• _PROBLEM TO WORK ON_
In the South Gare Lighthouse text below, who planned and supervised the building of the lighthouse?

• _TEXT EXCERPT_
|---|

South Gare Lighthouse was built in 1884 at the end of the breakwater at South Gare north west of Redcar in North Yorkshire and in north eastern England.

== History ==
There already were two navigation light towers built in 1829 and operating in Durham county at Seaton Carew and another at Hartlepool to guide ships clear of Coatham Rocks off Redcar and then onto the Fairway Buoy outside the bar of the River Tees. The building of South Gare lighthouse was planned and supervised by John Fowler, engineer to the Tees Conservancy Commissioners. Both light systems were used until 1892 when use of the light towers at Seaton Carew was discontinued by the Tees Conservancy Commissioners.

The South Gare lighthouse light was originally lit by a paraffin wick lamp.
and perhaps subsequently by a pressurised paraffin burner. This was removed in 1955, and in about 1980 the chimney and weather vane were removed.

|---|

• _DATA EXTRACT_
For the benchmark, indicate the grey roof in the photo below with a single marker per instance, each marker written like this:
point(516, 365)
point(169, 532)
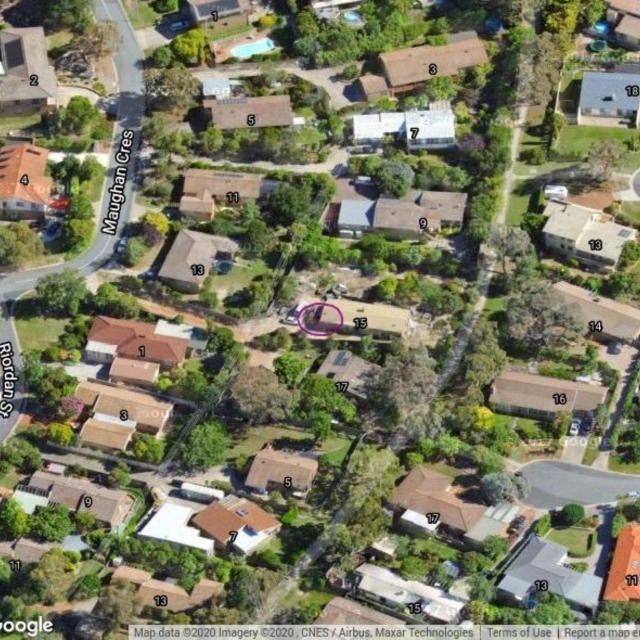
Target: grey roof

|---|

• _SOLUTION BELOW_
John Fowler, engineer to the Tees Conservancy Commissioners.